Start of Text shown

Finally, if you want a salad that is also a complete meal, a composed salada3salade nicoise is always a good choice. Select some nice mixed greens, though I predominantly like romaine for crunch, then some cold boiled potatoes, tomatoes, green beans (the thin ones if you can get them), boiled egg, olives, artichokes, tuna, anchovies and you have veggie, protein and carb all in one dish. Dress with a nice mustard-y vinaigrette and this is perfect lunch food for me. I like to eat this with a crusty bread roll or slices of French bread and/or a bowl of tomato soup…

 

COMMENTS:

  1. Gigi says:

    I was blessed to attend a wedding in Hong Kong some years back and the reception was at the Peak Cafe — if I’m not mistaken, it was voted one of the best restos in HK (or the world) that year. In the buffet were these stunning white asparagus as big as cigars. Absolutely fantastic.

    I am a fan of Salad Nicoise – comforting and guiltlessly substantial. What a great salad trio you have had, MM.

    I’m so glad too that we now live at a time when we have a variety of greens to choose from and we can be freed from the “monotaste” monopoly of iceberg.

    Jan 6, 2006 | 3:56 pm

     
  2. bianot says:

    So THAT’s what’s in a Salad Nicoise. Thanks for posting the recipe! Do you guys have any opinion on the Salad Nicoise that is served in Coffee Bean and Tea Leaf? I find myself there relatively often, and wonder if it’d be worth having it.

End of Text shown
Start of Extracted information

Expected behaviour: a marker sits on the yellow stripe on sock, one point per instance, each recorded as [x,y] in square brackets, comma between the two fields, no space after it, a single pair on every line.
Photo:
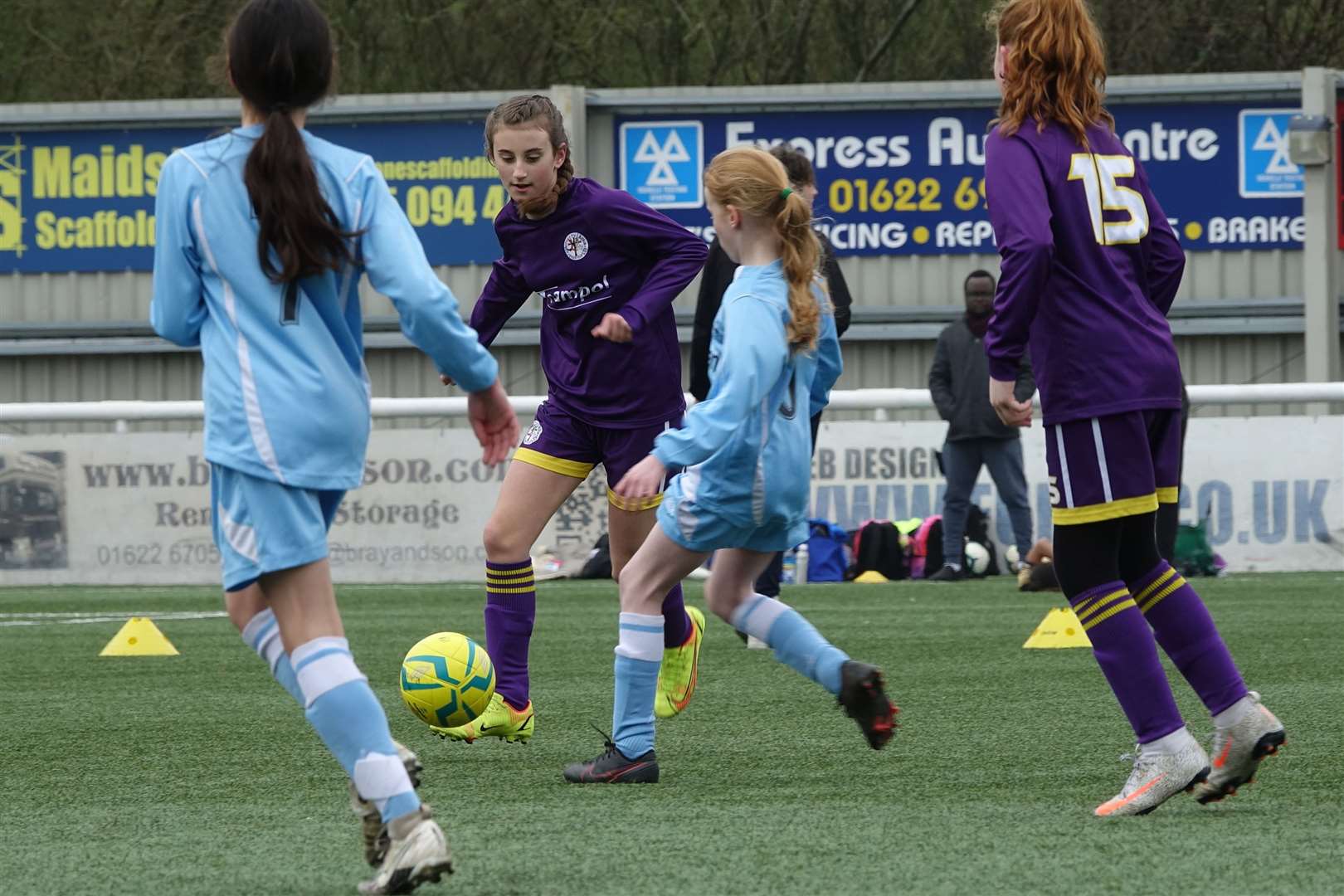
[494,589]
[1103,602]
[513,583]
[1175,586]
[505,578]
[1122,605]
[1152,586]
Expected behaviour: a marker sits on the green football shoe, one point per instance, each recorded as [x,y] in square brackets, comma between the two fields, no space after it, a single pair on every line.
[680,670]
[499,720]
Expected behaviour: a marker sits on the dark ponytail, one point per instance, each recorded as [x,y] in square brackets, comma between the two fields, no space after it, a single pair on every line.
[281,60]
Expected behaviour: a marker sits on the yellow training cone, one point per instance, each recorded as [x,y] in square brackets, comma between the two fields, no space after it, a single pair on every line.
[1059,629]
[140,637]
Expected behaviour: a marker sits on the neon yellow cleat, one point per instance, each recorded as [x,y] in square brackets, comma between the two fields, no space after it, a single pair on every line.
[680,670]
[499,720]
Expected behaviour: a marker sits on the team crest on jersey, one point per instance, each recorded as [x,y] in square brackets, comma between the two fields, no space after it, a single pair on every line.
[576,246]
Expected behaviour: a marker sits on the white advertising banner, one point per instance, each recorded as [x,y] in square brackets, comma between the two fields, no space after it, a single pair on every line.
[134,508]
[1270,488]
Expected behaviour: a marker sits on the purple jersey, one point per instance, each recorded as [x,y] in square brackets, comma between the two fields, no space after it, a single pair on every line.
[1090,268]
[600,251]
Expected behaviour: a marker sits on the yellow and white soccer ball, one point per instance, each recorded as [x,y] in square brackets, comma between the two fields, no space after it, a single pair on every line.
[977,558]
[446,679]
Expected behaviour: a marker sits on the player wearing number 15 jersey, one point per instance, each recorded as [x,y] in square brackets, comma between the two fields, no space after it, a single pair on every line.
[1090,268]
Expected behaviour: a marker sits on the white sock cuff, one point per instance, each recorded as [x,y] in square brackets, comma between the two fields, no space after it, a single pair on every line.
[1172,743]
[641,637]
[262,635]
[757,614]
[379,777]
[321,665]
[258,627]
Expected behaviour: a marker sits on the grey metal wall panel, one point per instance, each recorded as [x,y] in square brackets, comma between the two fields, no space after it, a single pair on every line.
[402,373]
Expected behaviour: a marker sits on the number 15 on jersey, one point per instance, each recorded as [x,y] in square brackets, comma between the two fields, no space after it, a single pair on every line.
[1099,175]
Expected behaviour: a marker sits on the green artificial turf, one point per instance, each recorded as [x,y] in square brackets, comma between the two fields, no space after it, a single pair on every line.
[197,774]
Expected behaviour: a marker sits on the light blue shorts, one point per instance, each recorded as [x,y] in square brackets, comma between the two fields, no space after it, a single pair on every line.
[265,527]
[702,529]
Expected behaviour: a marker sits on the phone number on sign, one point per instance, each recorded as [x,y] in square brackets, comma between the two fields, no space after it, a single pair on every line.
[149,555]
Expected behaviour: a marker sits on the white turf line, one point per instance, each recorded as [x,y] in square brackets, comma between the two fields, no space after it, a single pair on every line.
[11,620]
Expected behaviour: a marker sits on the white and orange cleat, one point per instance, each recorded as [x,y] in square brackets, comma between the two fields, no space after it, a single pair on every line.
[1157,777]
[1238,748]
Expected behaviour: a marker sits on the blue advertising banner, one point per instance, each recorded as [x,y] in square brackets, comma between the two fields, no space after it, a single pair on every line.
[903,183]
[84,201]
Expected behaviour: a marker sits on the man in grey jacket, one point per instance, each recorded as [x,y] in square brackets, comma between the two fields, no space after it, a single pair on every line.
[958,381]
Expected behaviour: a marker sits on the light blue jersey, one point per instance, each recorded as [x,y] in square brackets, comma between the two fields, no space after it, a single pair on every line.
[285,387]
[747,448]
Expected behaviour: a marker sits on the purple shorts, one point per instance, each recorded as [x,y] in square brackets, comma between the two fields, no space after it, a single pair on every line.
[1112,466]
[563,444]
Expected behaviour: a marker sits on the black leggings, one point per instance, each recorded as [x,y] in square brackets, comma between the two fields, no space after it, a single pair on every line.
[1093,553]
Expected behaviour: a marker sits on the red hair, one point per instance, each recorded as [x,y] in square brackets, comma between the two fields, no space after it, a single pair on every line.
[1055,67]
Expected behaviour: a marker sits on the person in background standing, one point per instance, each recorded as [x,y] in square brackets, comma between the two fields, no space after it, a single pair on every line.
[976,437]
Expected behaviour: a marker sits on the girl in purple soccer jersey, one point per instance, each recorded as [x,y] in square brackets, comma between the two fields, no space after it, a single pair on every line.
[608,269]
[1090,266]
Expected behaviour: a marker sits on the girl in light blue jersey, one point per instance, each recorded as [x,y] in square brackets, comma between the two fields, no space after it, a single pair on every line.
[746,451]
[264,234]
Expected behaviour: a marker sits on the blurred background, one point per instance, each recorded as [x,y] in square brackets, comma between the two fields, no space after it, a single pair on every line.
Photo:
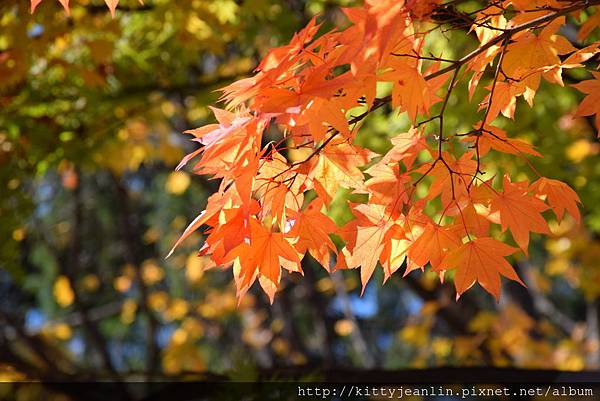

End of Extracted information

* Work to complete
a. In the text on salads, write out the passage from "Finally, if you" up to and including "cigars. Absolutely fantastic.", substituting "butter lettuce" for "romaine".
b. According to the text on salads, what was served in the buffet at the Peak Cafe reception?
c. Continue the text on salads from its last sentence.

* Answers by item number
a.
Finally, if you want a salad that is also a complete meal, a composed salada3salade nicoise is always a good choice. Select some nice mixed greens, though I predominantly like butter lettuce for crunch, then some cold boiled potatoes, tomatoes, green beans (the thin ones if you can get them), boiled egg, olives, artichokes, tuna, anchovies and you have veggie, protein and carb all in one dish. Dress with a nice mustard-y vinaigrette and this is perfect lunch food for me. I like to eat this with a crusty bread roll or slices of French bread and/or a bowl of tomato soup…

 

COMMENTS:

  1. Gigi says:

    I was blessed to attend a wedding in Hong Kong some years back and the reception was at the Peak Cafe — if I’m not mistaken, it was voted one of the best restos in HK (or the world) that year. In the buffet were these stunning white asparagus as big as cigars. Absolutely fantastic.

b. Stunning white asparagus as big as cigars.

c.
    Jan 6, 2006 | 4:43 pm

     
  3. Wilson Cariaga says:

    WOW. . .I didn’t know we have white asparagus here. . . last christmas it was hard for us to order white asparagus from out of the country. . . even artichoke hearts it was a headache because the artichokes are not in season, our chef wants it fresh. . .

    Jan 6, 2006 | 7:43 pm

     
  4. D-I-A-L-P-A-U-L says:

    Yeah, that is all funny and everything, but I have the real low-down on asparagus that the others just won’t tell you about. It goes like this: I was walking once in the deep south of France and a very old woman came out of a cave holding a long wooden stick and hollering something about her heart hurting her. I did not know how to react, so I asked her if she needed help, and WHACK, right on my head. I was in great pain when it started to rain, and become quite foggy. T he ground turned soft, then soggy, and slippery. Sliding I was, upon soft ground, noticing that I was moving quite fast through the village of caves and woman with large sticks. I had to stop, but there was something so innocent about sliding on mud, something so…so pure. About a good fifteen minutes later I wound up near a pond where giant frogs and turtles were dancing to Barry White while an older man, who looks something like Gargamel (sp?) was popping. I thought I was in heaven, yes I did. So I asked if I could participate in a battle, “un bataille?” he responded “bien sur.” So he whistled and a small goat, a billy goat came trotting in with
    a roll of linoleum on his back. It unrolled out, and the battle began. I started with a soft pop, that gradually sped itself up, and that I unleached a backspin and ended with a walking frieze. The old dude started popping also “biter,” then did the toyest windmills that I ever saw. I was victorious and I was offered some asparagus to eat. It was wrapped in bacon and steamed with steam from a coffee machine…so it smelled a bit busted…

    Lata..

    Jan 7, 2006 | 4:34 am

     
  5. ichabod says:

    mmmm. your salads sounds refreshing. it would be a great change from the carbo and cholesterol laden foods we’ve been having the past weeks.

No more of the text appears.